◆ **Data to use**:
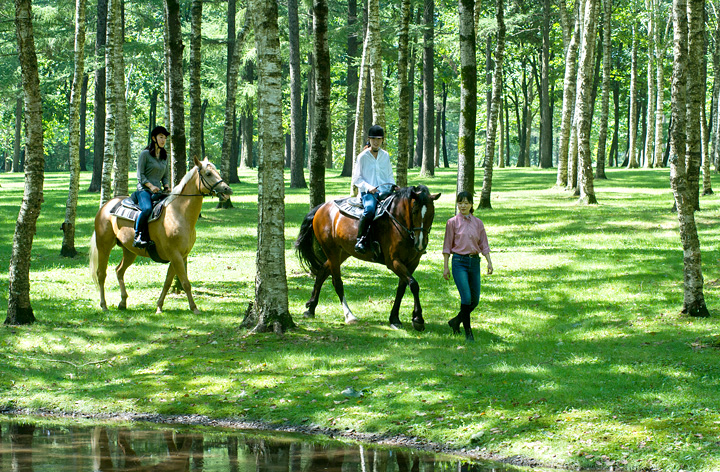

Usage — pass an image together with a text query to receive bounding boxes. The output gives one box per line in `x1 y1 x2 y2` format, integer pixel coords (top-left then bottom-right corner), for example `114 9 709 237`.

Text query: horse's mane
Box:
163 166 198 206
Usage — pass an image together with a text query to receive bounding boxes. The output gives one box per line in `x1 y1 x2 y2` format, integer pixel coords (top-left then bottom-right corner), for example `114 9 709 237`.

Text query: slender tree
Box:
457 0 477 195
308 0 331 208
163 0 186 184
242 0 295 333
575 0 600 204
88 0 107 192
60 0 85 257
420 0 435 176
288 0 307 188
669 0 709 316
595 0 612 179
478 0 505 209
5 0 45 325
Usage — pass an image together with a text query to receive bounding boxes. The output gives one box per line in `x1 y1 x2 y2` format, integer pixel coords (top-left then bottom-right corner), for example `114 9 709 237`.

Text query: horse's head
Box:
400 185 440 253
194 157 232 201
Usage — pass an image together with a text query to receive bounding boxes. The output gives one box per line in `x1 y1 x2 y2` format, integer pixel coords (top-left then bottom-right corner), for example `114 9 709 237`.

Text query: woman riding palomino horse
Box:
295 185 440 331
90 158 232 314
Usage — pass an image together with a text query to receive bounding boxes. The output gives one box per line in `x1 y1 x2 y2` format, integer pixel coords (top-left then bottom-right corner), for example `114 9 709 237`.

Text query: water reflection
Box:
0 421 521 472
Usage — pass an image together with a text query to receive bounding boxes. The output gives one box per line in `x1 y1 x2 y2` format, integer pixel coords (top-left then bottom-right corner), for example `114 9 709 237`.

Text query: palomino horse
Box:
295 185 440 331
90 158 232 314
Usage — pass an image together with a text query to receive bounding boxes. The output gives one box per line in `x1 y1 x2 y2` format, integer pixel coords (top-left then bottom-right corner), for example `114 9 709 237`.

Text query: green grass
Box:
0 165 720 472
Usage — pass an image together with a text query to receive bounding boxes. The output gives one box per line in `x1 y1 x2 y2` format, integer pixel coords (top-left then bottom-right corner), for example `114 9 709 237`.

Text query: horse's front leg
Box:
115 247 137 310
155 264 175 314
390 279 407 329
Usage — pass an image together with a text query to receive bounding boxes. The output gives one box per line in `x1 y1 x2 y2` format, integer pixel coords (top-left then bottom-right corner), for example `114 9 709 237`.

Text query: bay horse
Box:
295 185 440 331
90 158 232 315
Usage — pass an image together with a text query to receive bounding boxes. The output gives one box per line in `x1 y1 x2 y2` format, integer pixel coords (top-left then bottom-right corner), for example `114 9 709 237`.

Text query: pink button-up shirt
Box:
443 213 490 255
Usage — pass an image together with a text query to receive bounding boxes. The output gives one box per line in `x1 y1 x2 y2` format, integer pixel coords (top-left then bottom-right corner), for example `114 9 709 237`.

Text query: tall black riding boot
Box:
355 214 375 254
458 305 475 341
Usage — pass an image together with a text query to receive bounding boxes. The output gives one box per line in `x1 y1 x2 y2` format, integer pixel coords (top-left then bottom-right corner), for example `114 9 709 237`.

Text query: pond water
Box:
0 417 537 472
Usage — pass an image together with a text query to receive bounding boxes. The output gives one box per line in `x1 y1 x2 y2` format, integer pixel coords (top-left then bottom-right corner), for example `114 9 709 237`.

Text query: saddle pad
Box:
110 197 163 223
333 194 395 219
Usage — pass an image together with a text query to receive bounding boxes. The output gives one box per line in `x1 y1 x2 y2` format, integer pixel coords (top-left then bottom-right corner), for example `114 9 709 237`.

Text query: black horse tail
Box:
295 204 327 275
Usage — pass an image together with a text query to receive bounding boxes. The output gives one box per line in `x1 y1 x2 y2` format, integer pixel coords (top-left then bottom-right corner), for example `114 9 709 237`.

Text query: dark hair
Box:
368 125 385 139
455 190 475 213
145 126 170 161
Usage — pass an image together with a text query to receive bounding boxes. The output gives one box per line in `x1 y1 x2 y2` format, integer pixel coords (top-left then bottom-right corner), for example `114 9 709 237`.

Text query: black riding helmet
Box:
368 125 385 138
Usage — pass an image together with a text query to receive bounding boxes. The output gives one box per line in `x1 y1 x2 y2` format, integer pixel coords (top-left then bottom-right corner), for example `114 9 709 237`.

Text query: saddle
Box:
110 193 167 223
333 194 395 221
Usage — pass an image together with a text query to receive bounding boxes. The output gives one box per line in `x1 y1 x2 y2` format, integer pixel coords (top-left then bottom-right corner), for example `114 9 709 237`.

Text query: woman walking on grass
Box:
443 192 493 341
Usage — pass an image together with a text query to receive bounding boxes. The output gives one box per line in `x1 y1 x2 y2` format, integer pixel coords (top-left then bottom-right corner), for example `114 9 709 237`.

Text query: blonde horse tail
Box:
88 231 100 288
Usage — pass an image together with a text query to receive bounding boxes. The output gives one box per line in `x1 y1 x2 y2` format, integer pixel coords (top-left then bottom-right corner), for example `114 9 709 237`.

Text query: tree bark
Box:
457 0 477 195
395 0 412 187
308 0 331 208
163 0 186 184
5 0 45 325
60 0 85 257
187 0 203 168
107 0 130 197
88 0 107 192
288 0 307 188
242 0 295 334
555 1 581 188
628 24 639 169
575 0 600 205
669 0 709 316
479 0 505 209
595 0 612 179
420 0 435 176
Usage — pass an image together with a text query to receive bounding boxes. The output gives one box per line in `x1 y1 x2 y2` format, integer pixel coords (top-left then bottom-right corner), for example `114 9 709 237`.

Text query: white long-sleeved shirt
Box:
352 148 395 192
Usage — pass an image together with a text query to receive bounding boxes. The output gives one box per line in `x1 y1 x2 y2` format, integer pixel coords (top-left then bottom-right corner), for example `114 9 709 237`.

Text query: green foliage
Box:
0 169 720 472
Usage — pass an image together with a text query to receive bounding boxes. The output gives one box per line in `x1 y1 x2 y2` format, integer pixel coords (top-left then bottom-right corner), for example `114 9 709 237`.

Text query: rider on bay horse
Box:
352 125 398 254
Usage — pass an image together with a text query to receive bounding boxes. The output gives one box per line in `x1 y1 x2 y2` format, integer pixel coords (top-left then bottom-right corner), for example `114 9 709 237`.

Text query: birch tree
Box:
5 0 45 325
669 0 709 316
478 0 505 208
60 0 85 257
242 0 295 333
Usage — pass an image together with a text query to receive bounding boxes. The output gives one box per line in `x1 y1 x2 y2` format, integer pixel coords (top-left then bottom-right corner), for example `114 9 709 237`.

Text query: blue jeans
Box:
360 192 378 221
452 254 480 310
135 190 152 235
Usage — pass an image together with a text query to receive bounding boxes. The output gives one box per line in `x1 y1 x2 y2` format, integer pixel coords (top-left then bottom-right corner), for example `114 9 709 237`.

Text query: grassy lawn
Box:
0 165 720 472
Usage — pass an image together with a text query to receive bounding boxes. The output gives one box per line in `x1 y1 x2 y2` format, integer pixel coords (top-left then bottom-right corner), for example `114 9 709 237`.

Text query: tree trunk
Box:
242 0 295 334
165 0 187 185
308 0 331 208
595 0 612 179
368 0 387 129
456 0 477 195
395 0 412 187
555 2 581 188
288 0 307 188
479 0 505 209
5 0 45 325
540 0 553 169
420 0 435 176
12 97 23 172
575 0 599 205
670 0 709 316
60 0 85 257
88 0 107 192
107 0 130 197
628 24 639 169
188 0 203 167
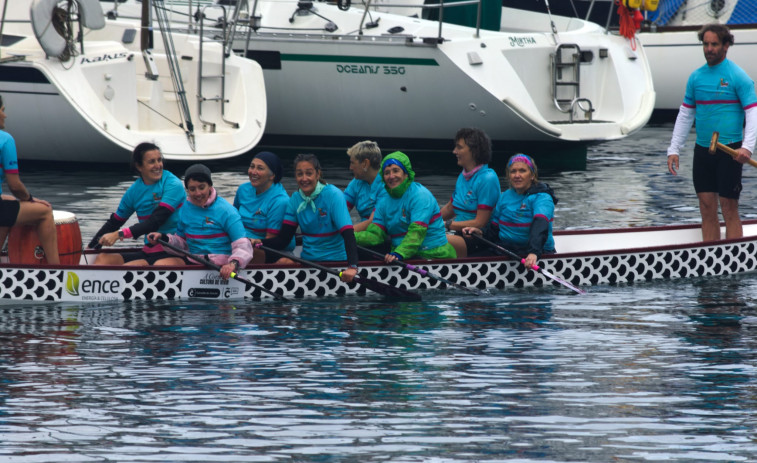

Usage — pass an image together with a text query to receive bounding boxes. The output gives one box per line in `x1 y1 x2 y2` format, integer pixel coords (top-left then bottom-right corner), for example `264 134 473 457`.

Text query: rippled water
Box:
0 126 757 462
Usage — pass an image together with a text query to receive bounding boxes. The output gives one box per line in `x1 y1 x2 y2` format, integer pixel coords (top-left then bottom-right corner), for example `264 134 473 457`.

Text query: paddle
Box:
471 233 586 294
158 240 288 301
358 246 487 296
256 244 421 301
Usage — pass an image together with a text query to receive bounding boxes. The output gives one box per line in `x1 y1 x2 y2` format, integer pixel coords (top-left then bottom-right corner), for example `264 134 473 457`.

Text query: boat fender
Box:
336 0 352 11
31 0 105 56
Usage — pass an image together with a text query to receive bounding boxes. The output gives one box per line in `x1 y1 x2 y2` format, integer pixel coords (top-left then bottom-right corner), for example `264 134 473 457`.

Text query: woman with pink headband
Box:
463 153 557 268
442 127 502 257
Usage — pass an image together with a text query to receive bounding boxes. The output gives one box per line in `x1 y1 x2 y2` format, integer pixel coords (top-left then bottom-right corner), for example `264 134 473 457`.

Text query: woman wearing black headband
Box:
234 151 295 264
442 128 502 257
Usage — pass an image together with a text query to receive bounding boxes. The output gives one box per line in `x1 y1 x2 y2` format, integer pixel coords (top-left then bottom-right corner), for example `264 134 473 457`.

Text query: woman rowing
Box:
252 154 358 282
463 154 557 268
0 96 60 264
344 140 386 233
147 164 252 279
442 128 502 257
234 151 295 264
89 142 185 265
356 151 457 263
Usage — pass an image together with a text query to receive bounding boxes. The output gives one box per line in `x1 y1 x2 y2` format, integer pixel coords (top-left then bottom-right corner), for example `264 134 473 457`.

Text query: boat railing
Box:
197 5 239 132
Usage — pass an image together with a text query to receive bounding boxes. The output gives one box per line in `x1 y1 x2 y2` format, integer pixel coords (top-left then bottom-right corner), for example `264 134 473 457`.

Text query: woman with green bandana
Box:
355 151 457 263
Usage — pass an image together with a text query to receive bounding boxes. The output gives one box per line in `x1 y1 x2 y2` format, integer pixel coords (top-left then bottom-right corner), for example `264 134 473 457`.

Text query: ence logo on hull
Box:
64 271 124 301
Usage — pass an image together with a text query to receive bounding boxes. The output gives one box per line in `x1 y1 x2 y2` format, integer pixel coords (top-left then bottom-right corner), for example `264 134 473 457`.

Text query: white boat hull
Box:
103 0 655 148
0 1 267 163
245 2 654 144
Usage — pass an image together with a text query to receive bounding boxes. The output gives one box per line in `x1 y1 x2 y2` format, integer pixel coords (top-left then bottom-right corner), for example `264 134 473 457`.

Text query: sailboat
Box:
103 0 655 156
0 0 267 163
507 0 757 117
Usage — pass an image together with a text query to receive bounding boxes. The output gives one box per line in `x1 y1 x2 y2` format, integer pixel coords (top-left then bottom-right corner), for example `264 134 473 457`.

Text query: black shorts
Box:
0 199 21 227
692 142 744 199
121 249 181 265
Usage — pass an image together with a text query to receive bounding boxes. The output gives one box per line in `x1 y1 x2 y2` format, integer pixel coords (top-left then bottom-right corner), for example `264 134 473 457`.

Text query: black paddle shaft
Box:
258 244 421 301
158 240 288 301
358 246 486 296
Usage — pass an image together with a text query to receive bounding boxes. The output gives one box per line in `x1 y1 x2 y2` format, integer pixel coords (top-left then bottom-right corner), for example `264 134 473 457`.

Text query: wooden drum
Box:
8 211 82 265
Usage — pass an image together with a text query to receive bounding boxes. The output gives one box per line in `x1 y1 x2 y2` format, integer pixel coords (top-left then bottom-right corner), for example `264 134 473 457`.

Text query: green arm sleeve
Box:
355 223 386 246
392 223 428 259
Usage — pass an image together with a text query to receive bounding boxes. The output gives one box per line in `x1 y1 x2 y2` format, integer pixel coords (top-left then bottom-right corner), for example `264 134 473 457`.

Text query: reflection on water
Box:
0 279 757 462
0 127 757 462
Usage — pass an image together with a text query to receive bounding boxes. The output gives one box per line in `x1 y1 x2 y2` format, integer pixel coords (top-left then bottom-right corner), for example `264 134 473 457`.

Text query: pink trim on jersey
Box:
187 233 229 240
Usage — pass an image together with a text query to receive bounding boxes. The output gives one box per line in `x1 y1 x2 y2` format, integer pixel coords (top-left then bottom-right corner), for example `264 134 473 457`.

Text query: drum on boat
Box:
8 211 82 265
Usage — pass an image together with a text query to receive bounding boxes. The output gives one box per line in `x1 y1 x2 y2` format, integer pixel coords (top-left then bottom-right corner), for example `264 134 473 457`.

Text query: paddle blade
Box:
354 276 421 302
539 268 586 294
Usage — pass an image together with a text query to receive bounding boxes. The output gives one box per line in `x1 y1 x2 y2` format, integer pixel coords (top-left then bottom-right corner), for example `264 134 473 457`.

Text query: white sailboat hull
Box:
244 2 655 142
103 0 655 147
0 1 267 163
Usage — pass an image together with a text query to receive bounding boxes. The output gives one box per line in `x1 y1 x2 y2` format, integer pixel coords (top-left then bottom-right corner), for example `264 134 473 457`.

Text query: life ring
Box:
31 0 105 56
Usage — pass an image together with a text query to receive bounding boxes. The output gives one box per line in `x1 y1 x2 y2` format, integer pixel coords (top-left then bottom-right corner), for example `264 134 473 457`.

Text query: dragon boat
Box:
0 214 757 304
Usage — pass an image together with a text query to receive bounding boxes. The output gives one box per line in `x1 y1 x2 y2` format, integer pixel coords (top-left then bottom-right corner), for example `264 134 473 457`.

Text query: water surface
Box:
0 126 757 462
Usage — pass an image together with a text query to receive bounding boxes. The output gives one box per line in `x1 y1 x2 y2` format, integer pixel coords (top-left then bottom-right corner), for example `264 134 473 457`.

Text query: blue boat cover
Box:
727 0 757 24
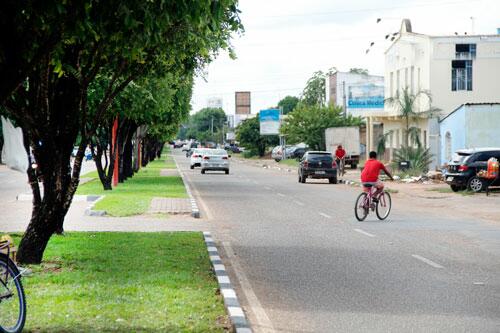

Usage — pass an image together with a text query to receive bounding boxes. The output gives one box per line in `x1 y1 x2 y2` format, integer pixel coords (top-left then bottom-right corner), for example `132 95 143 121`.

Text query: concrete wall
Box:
440 104 500 164
440 107 467 165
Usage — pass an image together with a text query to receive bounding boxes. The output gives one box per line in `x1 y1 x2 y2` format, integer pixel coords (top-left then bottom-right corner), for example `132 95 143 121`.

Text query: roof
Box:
456 147 500 154
439 102 500 122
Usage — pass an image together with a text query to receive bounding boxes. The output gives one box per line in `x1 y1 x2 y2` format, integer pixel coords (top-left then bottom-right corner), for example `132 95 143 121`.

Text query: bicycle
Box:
0 241 26 333
354 184 392 222
337 158 345 176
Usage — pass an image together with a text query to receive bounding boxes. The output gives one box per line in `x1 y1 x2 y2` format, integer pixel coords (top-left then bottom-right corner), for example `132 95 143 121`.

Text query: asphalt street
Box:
175 152 500 332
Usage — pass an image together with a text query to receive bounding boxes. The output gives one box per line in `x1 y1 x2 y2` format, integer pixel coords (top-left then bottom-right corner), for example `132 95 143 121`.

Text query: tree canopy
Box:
236 115 279 156
281 104 362 150
278 96 300 114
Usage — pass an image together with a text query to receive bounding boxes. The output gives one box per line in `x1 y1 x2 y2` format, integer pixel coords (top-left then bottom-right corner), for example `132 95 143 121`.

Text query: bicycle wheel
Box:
354 192 368 222
375 192 392 220
0 254 26 333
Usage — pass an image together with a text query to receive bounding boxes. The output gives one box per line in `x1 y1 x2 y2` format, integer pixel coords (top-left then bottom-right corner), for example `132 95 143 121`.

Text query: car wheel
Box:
299 175 307 184
467 176 485 193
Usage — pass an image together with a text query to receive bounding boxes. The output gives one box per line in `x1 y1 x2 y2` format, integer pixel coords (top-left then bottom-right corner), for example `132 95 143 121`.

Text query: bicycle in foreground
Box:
0 241 26 333
354 184 392 222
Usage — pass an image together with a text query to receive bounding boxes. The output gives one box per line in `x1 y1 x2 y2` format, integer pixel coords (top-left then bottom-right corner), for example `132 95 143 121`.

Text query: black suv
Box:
445 148 500 192
299 151 337 184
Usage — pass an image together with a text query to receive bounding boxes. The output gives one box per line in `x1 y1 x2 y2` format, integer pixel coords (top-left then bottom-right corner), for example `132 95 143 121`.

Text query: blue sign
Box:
259 109 280 135
347 84 384 109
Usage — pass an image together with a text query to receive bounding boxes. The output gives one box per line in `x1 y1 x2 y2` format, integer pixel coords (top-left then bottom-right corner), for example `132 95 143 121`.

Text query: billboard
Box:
347 83 384 109
234 91 251 114
259 109 280 135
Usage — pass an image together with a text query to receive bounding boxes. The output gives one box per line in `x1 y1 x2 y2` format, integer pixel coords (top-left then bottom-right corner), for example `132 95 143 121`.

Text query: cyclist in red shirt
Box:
361 151 394 201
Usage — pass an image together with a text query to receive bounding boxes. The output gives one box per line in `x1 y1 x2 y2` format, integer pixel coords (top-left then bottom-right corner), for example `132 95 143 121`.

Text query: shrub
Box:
394 147 432 173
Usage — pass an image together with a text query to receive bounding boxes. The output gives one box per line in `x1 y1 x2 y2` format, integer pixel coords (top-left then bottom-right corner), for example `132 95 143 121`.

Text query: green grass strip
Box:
77 159 188 216
14 232 227 333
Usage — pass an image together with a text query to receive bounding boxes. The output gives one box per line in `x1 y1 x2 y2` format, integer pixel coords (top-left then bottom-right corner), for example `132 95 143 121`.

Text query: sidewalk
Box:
235 157 500 224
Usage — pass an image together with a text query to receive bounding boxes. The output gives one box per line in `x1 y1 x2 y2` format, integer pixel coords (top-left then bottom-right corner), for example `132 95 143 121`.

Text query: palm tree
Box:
385 87 441 147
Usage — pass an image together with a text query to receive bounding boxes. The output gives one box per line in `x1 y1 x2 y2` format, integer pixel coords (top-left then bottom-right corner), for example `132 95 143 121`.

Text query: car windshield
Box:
207 149 227 156
307 154 332 162
451 152 471 163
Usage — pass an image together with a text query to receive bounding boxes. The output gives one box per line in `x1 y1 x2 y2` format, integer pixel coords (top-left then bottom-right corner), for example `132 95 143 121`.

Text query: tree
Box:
278 96 300 114
386 87 440 147
301 67 337 106
4 0 241 263
236 115 279 156
186 108 226 142
349 67 368 75
281 104 361 150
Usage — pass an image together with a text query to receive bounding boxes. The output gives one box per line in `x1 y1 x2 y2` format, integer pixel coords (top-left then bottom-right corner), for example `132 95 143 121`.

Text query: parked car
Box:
445 148 500 192
201 149 229 175
285 146 307 159
190 148 208 169
298 151 337 184
271 146 292 162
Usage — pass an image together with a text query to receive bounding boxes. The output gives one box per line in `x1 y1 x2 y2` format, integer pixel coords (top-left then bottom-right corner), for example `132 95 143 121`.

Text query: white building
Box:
207 97 222 109
326 72 384 117
367 20 500 165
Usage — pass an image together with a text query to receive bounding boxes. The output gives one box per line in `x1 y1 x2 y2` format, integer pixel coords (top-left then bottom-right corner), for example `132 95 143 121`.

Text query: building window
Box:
389 72 394 97
444 132 451 161
451 60 472 91
396 69 400 97
455 44 476 60
405 68 408 89
410 66 415 94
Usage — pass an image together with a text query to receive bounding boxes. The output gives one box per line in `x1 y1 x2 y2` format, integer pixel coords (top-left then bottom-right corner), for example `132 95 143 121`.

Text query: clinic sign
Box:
259 109 280 135
347 84 384 109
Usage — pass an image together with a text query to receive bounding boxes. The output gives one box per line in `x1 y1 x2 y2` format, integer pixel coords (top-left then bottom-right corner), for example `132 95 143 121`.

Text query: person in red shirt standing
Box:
361 151 394 201
335 145 346 175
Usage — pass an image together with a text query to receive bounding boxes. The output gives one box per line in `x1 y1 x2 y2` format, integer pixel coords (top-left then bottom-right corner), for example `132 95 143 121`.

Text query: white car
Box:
190 148 208 169
201 149 229 175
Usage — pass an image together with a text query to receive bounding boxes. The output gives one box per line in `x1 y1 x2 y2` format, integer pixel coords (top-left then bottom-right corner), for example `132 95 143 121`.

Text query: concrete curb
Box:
172 157 200 218
203 231 252 333
85 195 106 216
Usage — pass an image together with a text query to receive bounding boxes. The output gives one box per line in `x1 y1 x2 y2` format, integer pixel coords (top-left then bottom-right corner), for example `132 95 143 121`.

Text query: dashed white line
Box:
354 229 375 237
411 254 444 268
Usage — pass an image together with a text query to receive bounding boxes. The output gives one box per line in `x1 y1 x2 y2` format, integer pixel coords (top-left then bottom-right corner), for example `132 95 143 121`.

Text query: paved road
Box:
176 151 500 332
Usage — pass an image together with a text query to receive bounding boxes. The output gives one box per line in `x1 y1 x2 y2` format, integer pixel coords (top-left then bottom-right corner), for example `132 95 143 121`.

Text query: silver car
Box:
201 149 229 175
190 148 209 169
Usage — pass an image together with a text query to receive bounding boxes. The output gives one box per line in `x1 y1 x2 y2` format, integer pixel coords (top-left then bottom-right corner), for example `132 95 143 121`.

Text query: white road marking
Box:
354 229 375 237
222 242 275 333
411 254 444 268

◆ **Job**: Give again, word for word, everything from the start of the data through the line with "194 157 232 201", including that line. Leave out the pictures.

◆ **Full response**:
Usage — pass an image together with a text query to receive bounding boxes. The output gives one box per line in `x1 y1 x2 y2` format, integer pixel coords (top-left then bottom-right corner), for example `114 9 709 237`.

Text query: horse's mane
Box:
163 166 198 206
Usage — pass an image together with a text query to receive bounding boxes. The output gives one box per line in `x1 y1 x2 y2` format, integer pixel coords (top-left then bottom-right corner), for example `114 9 709 237`.

Text query: slender tree
Box:
457 0 477 195
308 0 331 208
163 0 186 184
242 0 295 333
575 0 600 204
88 0 107 192
60 0 85 257
420 0 435 176
288 0 307 188
669 0 709 316
595 0 612 179
478 0 505 209
5 0 45 325
Usage — pass an image together with a text query to receive bounding boxes. The output gives one box per line in `x1 y1 x2 y2` format, integer pixel coords (top-left then bottom-right corner), for example `114 9 709 237`.

Text query: horse's head
Box:
400 185 440 253
194 157 232 201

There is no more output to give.